▶ [Passage fourni]:
Son propos ? En 1971, l’activiste noir, militant des Black Panthers, George Jackson est abattu lors d’une prétendue tentative d’évasion de la prison d’Etat de Californie, San Quentin. En réaction, de l’autre côté des Etats-Unis, des émeutes éclatent au pénitencier d’Attica, dans l’Etat de New York. Le 13 septembre 1971, l’assaut de la Garde nationale fait 38 victimes.
Un an plus tard paraît "Attica Blues". Essentiellement saxophoniste ténor, mais aussi chanteur, pianiste, acteur, metteur en scène, poète, peintre, Archie Shepp n’en est pas à son coup d’essai. Né le 24 mai 1937 à Fort Lauderdale en Floride, il a déjà un avant-goût de la ségrégation au quotidien. Il grandit à Philadelphie avant de rejoindre New York où, au cœur des années cinquante, pousse le free jazz, où les musiciens envoient harmonies de base, mélodie et rythme voler par-dessus bord.
Ce mouvement coïncide bien sûr avec l’état d’esprit de l’époque en Occident, mais il se veut surtout l’expression de la rébellion des Afro-Américains dans le cadre de leur lutte pour les droits civiques. Le jeune Archie Shepp embarque dans le mouvement notamment avec le pianiste Cecil Taylor, puis avec le trompettiste Don Cherry et le saxophoniste John Tchicai au sein du New York Contemporary Five. Mais son idole est John Coltrane, qui n’arrivera au free que tardivement, non comme une rupture mais comme évolution ultime d’un parcours mystique. Engagé sur l’étiquette Impulse! grâce à Coltrane, Shepp s’empresse d’enregistrer le magnifique hommage "Four for Trane" (1964).

▶ [Objectifs]:
1. Répondez à ces questions d'après le passage fourni, une réponse par ligne :
(a) À quelle date l'assaut de la Garde nationale a-t-il eu lieu à Attica, et combien de victimes a-t-il fait ?
(b) Où et quand Archie Shepp est-il né ?
(c) Grâce à qui Shepp a-t-il été engagé sur l'étiquette Impulse! ?
2. D'après le passage fourni, pourquoi des émeutes éclatent-elles au pénitencier d'Attica ? Expliquez-le en une à trois phrases.

▶ [Entrées extraites]:

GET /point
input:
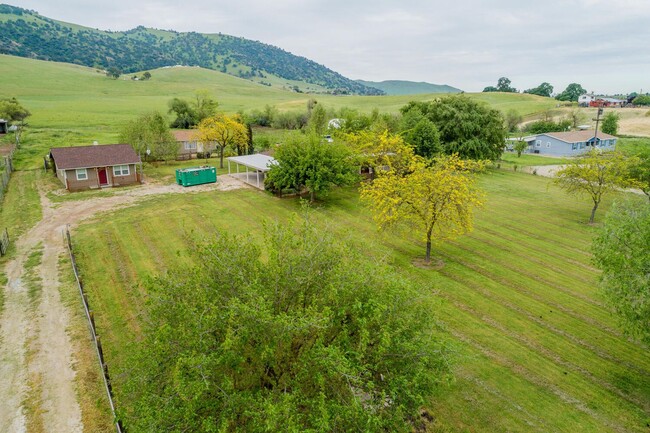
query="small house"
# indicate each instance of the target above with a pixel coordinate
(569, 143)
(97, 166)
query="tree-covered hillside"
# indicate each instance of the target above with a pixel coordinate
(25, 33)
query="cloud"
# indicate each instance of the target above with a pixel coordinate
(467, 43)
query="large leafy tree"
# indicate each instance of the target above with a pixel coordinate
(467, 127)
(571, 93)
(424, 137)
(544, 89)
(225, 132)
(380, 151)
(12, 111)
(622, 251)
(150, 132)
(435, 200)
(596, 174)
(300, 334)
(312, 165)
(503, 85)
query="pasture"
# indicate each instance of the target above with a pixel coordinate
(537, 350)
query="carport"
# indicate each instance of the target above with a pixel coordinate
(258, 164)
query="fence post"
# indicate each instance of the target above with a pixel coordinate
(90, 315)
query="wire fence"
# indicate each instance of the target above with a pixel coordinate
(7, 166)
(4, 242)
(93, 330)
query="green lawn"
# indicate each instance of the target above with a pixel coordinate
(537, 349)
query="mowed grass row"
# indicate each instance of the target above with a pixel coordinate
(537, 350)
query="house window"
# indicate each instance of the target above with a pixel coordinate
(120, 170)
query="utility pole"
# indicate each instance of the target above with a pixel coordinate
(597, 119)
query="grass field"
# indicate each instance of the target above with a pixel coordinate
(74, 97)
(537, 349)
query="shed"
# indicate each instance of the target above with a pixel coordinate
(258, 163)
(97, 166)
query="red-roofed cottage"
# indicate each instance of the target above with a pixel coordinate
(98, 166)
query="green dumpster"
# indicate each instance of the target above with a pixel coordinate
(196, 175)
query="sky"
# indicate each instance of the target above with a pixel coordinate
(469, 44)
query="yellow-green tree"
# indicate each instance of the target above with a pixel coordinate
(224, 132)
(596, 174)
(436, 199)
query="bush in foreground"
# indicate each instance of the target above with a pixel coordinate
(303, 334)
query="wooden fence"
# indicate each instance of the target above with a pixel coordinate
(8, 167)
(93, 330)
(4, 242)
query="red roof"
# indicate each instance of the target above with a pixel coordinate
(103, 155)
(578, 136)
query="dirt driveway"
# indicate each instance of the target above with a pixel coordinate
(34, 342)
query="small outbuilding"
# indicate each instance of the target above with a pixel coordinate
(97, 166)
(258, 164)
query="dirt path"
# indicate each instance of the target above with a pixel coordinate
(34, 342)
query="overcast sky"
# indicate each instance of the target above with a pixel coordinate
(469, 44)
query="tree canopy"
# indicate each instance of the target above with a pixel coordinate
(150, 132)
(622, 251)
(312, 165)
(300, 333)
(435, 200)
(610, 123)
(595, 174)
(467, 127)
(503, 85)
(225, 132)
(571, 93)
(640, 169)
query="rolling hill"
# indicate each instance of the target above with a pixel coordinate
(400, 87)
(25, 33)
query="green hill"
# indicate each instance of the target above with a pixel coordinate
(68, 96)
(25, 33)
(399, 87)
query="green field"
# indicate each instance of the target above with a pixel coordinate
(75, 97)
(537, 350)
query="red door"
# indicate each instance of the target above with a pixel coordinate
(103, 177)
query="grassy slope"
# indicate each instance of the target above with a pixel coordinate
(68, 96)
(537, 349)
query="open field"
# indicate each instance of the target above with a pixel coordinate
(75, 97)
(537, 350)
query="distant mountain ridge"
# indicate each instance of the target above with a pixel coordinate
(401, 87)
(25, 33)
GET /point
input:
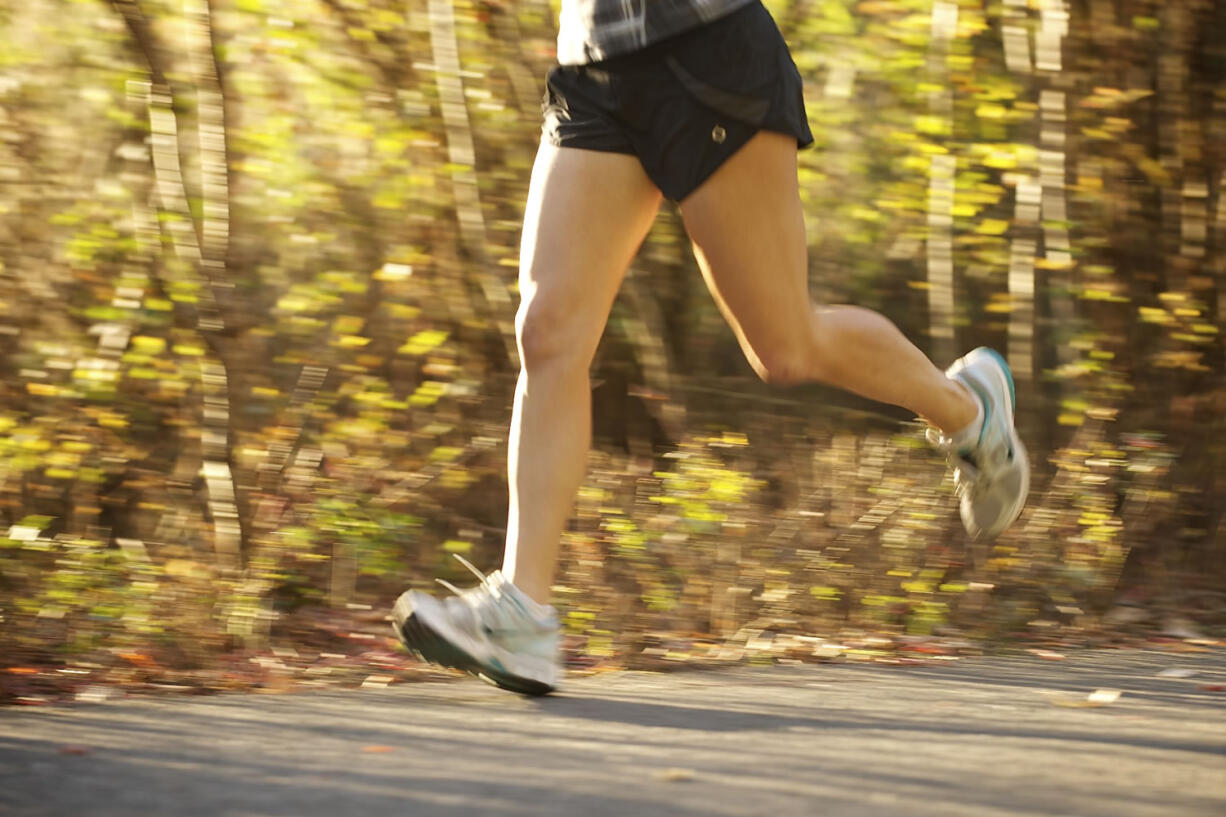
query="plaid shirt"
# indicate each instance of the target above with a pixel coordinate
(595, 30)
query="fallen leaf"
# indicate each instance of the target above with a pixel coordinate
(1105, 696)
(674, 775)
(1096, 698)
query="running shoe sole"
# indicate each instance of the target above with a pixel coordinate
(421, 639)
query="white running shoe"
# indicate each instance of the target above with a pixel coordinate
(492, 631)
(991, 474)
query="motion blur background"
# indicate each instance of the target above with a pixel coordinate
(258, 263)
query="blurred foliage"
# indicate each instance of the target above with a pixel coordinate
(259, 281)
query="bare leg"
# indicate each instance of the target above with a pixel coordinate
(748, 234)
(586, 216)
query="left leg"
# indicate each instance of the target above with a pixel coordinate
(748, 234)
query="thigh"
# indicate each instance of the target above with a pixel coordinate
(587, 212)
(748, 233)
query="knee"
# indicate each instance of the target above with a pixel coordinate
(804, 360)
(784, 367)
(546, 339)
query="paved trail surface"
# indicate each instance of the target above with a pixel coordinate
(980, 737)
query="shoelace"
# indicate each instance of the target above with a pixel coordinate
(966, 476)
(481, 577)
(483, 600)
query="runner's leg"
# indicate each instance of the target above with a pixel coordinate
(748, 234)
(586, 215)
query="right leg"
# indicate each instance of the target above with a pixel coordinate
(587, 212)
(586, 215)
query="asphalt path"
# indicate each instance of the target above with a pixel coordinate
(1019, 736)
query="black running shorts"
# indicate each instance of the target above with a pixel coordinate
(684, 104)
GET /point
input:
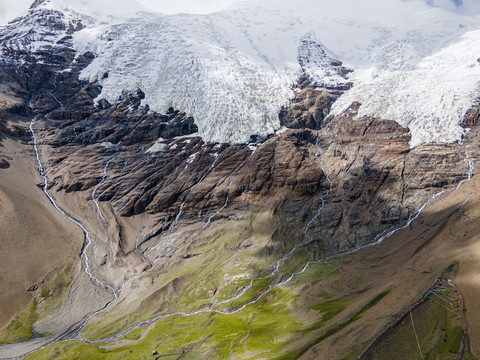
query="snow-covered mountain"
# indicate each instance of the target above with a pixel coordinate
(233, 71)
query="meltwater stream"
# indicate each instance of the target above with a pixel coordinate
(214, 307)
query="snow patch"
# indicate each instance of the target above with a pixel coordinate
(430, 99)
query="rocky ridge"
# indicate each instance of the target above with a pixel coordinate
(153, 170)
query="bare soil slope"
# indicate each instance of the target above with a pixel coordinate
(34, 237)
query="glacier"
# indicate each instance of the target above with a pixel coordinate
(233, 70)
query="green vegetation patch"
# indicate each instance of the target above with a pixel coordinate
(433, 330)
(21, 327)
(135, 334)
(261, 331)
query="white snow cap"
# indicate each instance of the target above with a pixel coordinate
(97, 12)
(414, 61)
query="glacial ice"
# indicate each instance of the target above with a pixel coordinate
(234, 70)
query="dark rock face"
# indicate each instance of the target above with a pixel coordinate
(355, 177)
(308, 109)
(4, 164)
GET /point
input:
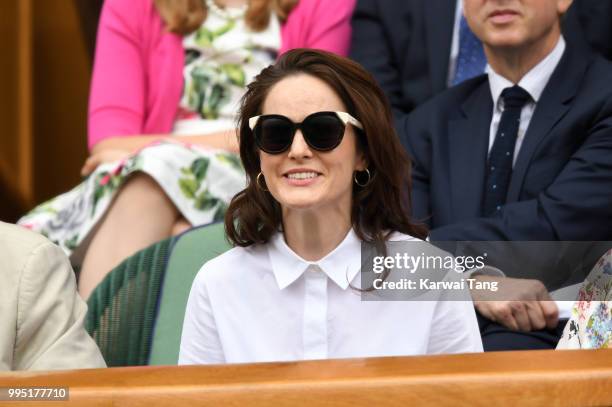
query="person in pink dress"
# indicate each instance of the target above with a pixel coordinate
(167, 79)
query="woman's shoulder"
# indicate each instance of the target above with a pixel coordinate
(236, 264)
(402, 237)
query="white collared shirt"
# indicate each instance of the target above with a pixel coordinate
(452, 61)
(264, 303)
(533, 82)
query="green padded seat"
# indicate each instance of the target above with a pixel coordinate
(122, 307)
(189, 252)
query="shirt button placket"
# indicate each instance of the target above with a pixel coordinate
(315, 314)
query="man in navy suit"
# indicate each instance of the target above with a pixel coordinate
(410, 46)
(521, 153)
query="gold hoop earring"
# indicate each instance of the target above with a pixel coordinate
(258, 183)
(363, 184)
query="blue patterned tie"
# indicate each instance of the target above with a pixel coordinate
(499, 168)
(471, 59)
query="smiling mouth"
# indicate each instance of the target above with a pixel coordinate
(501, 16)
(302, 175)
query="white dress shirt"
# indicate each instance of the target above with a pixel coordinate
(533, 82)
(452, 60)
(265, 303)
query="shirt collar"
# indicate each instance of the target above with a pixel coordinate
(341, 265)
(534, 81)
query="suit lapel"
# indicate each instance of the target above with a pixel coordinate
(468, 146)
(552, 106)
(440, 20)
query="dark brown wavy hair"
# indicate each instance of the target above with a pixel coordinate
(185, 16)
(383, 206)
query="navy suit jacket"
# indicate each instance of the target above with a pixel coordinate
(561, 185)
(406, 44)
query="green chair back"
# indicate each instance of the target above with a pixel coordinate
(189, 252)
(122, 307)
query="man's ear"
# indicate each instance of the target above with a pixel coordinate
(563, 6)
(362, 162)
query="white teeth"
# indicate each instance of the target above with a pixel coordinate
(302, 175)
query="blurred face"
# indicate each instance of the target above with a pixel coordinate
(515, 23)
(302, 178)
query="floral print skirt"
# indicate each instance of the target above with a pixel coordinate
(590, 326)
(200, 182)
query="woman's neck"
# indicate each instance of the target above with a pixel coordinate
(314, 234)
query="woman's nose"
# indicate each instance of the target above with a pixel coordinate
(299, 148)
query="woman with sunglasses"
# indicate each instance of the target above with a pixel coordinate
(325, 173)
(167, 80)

▶ [Les réponses]:
1.
(a) Le 13 septembre 1971, avec 38 victimes.
(b) Le 24 mai 1937, à Fort Lauderdale, en Floride.
(c) Grâce à John Coltrane.

2. Les émeutes éclatent en réaction à la mort de George Jackson, activiste noir et militant des Black Panthers. Il avait été abattu en 1971 lors d'une prétendue tentative d'évasion de la prison d'État de Californie, San Quentin.